====== DATA SHOWN

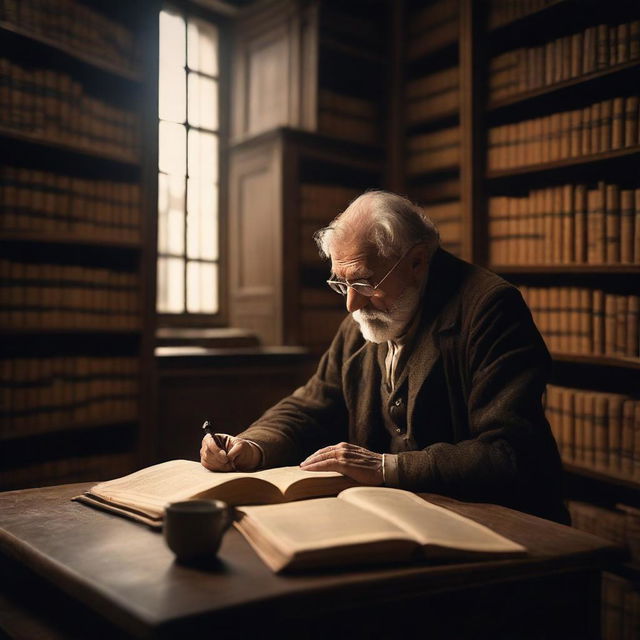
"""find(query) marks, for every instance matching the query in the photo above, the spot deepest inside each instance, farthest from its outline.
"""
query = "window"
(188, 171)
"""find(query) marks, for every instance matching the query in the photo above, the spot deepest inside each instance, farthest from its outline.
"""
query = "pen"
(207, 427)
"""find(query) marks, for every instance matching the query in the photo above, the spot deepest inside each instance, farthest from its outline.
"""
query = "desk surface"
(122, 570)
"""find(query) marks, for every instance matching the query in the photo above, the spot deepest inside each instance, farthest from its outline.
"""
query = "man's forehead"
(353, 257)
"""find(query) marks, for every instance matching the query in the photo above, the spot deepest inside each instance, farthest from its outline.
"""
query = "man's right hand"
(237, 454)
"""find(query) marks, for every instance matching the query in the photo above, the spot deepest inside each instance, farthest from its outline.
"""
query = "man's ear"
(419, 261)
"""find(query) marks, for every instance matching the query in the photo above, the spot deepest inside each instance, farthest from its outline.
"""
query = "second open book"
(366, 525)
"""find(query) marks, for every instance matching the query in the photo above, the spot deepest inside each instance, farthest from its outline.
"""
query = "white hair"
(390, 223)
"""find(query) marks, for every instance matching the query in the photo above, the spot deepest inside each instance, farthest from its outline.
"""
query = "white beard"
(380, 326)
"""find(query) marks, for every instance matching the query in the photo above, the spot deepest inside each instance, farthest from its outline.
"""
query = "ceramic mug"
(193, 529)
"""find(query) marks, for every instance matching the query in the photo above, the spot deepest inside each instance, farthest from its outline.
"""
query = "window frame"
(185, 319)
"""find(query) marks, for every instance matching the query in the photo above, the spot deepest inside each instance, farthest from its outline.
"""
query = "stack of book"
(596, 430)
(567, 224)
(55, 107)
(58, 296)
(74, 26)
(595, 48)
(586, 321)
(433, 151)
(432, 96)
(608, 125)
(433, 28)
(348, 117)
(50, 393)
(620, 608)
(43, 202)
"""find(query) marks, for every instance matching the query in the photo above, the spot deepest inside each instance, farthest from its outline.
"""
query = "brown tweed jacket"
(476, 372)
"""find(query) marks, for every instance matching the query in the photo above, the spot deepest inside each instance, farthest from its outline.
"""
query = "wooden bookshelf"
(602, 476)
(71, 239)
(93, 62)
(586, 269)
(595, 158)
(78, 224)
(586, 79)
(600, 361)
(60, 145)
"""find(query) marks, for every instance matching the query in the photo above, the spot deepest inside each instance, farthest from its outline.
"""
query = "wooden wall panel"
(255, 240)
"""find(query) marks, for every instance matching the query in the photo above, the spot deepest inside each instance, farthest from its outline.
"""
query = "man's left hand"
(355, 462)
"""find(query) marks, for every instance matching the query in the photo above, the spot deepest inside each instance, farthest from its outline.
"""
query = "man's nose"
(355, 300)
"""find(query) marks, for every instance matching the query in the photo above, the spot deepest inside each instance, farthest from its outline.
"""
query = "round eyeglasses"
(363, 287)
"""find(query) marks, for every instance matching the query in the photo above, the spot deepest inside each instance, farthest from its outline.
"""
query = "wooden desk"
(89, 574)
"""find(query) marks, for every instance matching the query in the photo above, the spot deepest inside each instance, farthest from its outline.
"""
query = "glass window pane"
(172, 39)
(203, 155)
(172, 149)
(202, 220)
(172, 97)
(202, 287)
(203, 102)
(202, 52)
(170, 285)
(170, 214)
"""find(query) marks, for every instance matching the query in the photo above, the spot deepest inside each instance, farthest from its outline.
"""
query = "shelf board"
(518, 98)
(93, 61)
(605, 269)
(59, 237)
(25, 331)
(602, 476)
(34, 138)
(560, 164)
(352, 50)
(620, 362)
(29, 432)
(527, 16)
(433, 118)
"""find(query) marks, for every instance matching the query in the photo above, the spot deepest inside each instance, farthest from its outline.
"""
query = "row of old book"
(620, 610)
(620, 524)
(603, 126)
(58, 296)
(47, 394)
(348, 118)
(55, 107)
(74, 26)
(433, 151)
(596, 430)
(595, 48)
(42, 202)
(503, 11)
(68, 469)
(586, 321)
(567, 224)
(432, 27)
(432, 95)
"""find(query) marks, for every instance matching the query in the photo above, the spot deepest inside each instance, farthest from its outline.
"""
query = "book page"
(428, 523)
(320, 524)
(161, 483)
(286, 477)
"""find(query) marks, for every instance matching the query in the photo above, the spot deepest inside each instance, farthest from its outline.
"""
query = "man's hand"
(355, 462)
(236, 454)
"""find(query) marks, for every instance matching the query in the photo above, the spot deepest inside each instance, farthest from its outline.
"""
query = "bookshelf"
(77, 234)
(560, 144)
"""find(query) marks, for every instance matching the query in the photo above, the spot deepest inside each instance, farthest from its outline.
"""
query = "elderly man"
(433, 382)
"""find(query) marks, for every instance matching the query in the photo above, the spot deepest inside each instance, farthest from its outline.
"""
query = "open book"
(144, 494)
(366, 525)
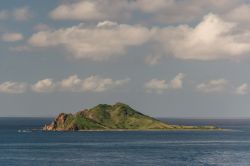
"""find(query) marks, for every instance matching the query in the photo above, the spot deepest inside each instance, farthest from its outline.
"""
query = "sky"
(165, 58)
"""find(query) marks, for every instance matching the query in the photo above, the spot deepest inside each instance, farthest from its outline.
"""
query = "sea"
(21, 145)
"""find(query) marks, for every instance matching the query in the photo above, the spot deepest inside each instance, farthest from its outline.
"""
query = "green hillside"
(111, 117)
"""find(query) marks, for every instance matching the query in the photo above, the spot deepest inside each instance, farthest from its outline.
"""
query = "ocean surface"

============

:: WHAT YOU HAVE TO DO ::
The data above should be repeated in full and exactly, with no pictures carried over.

:: SOLUTION ::
"""find(query) marks, for every instance matching the query in the photo above, the spot deepest inside each instance, farthest from its outline.
"""
query = "window"
(188, 171)
"""find(query) marks, for every instance matching the query in the photo above, the spot deepest inside each instance, farthest from its outline.
"""
query = "pen"
(207, 427)
"""find(query) marks, for every instance matching the query in the photo above, the spot deepest inside each instance, farthest from its outline.
"""
query = "desk surface"
(122, 570)
"""find(query) marks, for every instance matching the query in the photo above, the spot deepest inside each instance, farthest from its outline.
"""
query = "man's forehead"
(353, 257)
"""find(query) marks, for every instance matching the query in the photo above, the spot deepest inside each instance, farthest from its outline.
"""
query = "man's right hand"
(237, 454)
"""find(query) marks, for every instance matching the query in the photo above, the spot deepest inside each instance, farthest from its outline.
"""
query = "man's ear"
(419, 261)
"""find(query) marks, for every instance matching the query in the photo above, the spot deepest inside each instance, farthest from its outline.
"""
query = "second open book"
(366, 525)
"""find(query) marks, for every instance matching the query in the photo above, the spot deepest inside each instance, farthest from its outline.
"""
query = "white hair"
(390, 223)
"""find(query) marks, for every instance matching the query in the photo above, the spot deepest inside each instance, farthest from its outline.
"""
query = "white beard"
(380, 326)
"""find(query) marks, for every instance matching the query in the photo above, the spot deepest inside each instance, farthest from its outline.
"""
query = "ceramic mug"
(193, 529)
"""find(query) marks, for every instance matching the query in the photo above, the spot deepest inside each instance, farthest from its outline.
"""
query = "window frame"
(185, 319)
"""find(query) marks, for every instance matching the query in the photo above, the spot deepest inside each instance, farthest from its outline.
"""
query = "stack of book"
(596, 430)
(567, 224)
(55, 107)
(58, 296)
(74, 26)
(595, 48)
(586, 321)
(433, 151)
(432, 96)
(608, 125)
(433, 28)
(348, 117)
(50, 393)
(620, 608)
(43, 202)
"""find(query) marks, for every instance matching the query in the photo above, the spot deepest inside each instance, farthest from its outline.
"""
query = "brown tweed jacket"
(476, 372)
"""find(query) marks, for every instance matching the query in the photo above, the spot deepest inside each instance, farthest from its outline.
"""
query = "wooden bookshelf"
(602, 476)
(71, 239)
(93, 62)
(586, 269)
(595, 158)
(78, 224)
(586, 79)
(600, 361)
(60, 145)
"""find(query) marks, for every instance matching the query in the photo above, the spot deepest inside each instance, farthest from its outline.
"""
query = "wooden wall panel"
(255, 240)
"""find(query) marks, for every instance matching the query in the photo above, the spot deepest inside each instance, farthest from its outline.
"""
query = "man's left hand"
(355, 462)
"""find(query) marks, for every instance matching the query in the photo above, the spot deepest inside each instance, farthest from its outline.
"""
query = "man's nose"
(355, 300)
"""find(query) marks, for every instance matching the query in the photo above, the spot deepest inside each instance, farthest from its outline.
"""
query = "round eyeglasses"
(363, 287)
"""find(query) marks, for every instance matching the query in the photo above, the spot deepest inside each instance, farthest from its outline.
"""
query = "wooden desk"
(89, 574)
"""find(query) marks, for every instance matching the query in the photo above, the spot deepest inside each instance, farthest from its outline.
"""
query = "glass window pane"
(172, 39)
(203, 155)
(172, 149)
(202, 220)
(172, 97)
(202, 287)
(203, 102)
(202, 52)
(170, 285)
(170, 214)
"""find(query) marks, for every instance matching the query in the photo above, the spot deepest inside each instance, farthest from its outline.
"""
query = "shelf board"
(518, 98)
(93, 61)
(605, 269)
(59, 237)
(25, 331)
(602, 476)
(34, 138)
(560, 164)
(352, 50)
(620, 362)
(29, 432)
(527, 16)
(433, 118)
"""find(query) marks, for every instance matching the query in the photo above, the spot deepest inside each instance, farthest from its outline.
"""
query = "row of old book"
(620, 610)
(620, 524)
(603, 126)
(58, 296)
(47, 394)
(348, 118)
(55, 107)
(74, 26)
(433, 151)
(596, 430)
(595, 48)
(42, 202)
(503, 11)
(68, 469)
(586, 321)
(567, 224)
(432, 27)
(432, 95)
"""find(query) marks, for every instance matching the query in the photo above, the spot deepest inside each instance, farthest from its outline.
"""
query = "book page"
(428, 523)
(320, 524)
(161, 483)
(286, 477)
"""find(query) marks, for every instance matching the query in the photo above, the spot deepest inside each instance, farthest from its outline.
"""
query = "man's hand"
(355, 462)
(236, 454)
"""find(query) marks, for every instance matching the query in the photo above, the spot deepest inside each instance, farthest from its outline.
"""
query = "bookshelf"
(77, 234)
(560, 144)
"""find(query) marks, for every instance matching the query in the photo above, the spot deepest inside each instance, farthest from its outline.
"""
query = "elderly man"
(433, 382)
"""find(query) marks, for every instance matching the query in the photo above, the spot deepest inside each instance, farthest from its outline.
"""
query = "open book"
(144, 494)
(366, 525)
"""find(query) marks, for every instance matching the query in the photo above, the spot deepest inside each instance, farthest from its outline.
"""
query = "sky"
(165, 58)
"""find(query) marks, for every instance matching the query in the photo above, the spot deepest inside each instance, farthest from its outline.
"""
query = "sea"
(21, 145)
"""find(query) marks, for every instance matching the query in the photo above, the spot deepest inside each instance, farthest from its outline.
"""
query = "green hillside"
(111, 117)
"""find(query) marks, for every instance matching the query in the photo above, the spot deepest inside each instance, farthest from its outline.
"""
query = "ocean surface"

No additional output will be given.